> [Exercise objective]:
Below are the entries. Set down exactly the line containing "Where can the rocky" and each line after it.

-.-.-

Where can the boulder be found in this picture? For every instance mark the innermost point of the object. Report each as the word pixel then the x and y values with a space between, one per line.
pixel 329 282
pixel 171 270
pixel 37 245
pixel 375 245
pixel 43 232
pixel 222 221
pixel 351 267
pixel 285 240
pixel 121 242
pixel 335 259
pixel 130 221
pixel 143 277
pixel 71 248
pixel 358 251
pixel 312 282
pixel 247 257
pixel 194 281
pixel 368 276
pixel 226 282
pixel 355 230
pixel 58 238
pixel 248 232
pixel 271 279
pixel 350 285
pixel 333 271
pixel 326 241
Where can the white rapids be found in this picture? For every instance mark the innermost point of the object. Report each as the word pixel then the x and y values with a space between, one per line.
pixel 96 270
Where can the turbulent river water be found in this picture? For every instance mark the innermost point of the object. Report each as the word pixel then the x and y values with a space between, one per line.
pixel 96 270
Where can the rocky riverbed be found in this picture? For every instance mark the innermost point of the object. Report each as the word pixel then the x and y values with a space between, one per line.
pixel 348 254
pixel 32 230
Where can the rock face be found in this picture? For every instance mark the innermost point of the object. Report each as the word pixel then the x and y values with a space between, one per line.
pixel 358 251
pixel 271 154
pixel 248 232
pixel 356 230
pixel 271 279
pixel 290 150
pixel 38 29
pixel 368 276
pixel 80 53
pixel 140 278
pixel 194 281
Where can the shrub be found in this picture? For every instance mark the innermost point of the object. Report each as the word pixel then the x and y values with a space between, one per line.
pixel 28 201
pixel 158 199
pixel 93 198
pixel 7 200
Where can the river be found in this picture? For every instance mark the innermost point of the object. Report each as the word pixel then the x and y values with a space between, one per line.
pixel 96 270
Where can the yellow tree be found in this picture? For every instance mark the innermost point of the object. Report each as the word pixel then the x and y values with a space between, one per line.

-.-.-

> [Answer to the exercise]:
Where can the rocky riverbed be found in this picture? For every instance mark the innermost point of the object. Report each as the word pixel then the x and y values with a space between, one per line.
pixel 348 254
pixel 32 230
Where can the rock face be found in this picture? For every instance mark the innermost point of the object. Report each as the word pixel then the x and y values with a space between, one per line.
pixel 358 251
pixel 271 154
pixel 248 232
pixel 356 230
pixel 271 279
pixel 290 150
pixel 38 29
pixel 368 276
pixel 80 53
pixel 140 278
pixel 194 281
Where can the shrub be found in this picture? For every instance mark the innermost point of the object. Report each as the word pixel then the x and y values with a space between, one per line.
pixel 28 201
pixel 158 199
pixel 93 198
pixel 7 200
Where can the river be found in this picture? For every instance mark the innermost point of the object. Report each as the word pixel then the x and y values with a space between, one per line.
pixel 96 270
Where can the yellow tree be found in this picture? For every instance mark the innermost point of the object. Report each as the word pixel then the x and y values with a space between, one per line.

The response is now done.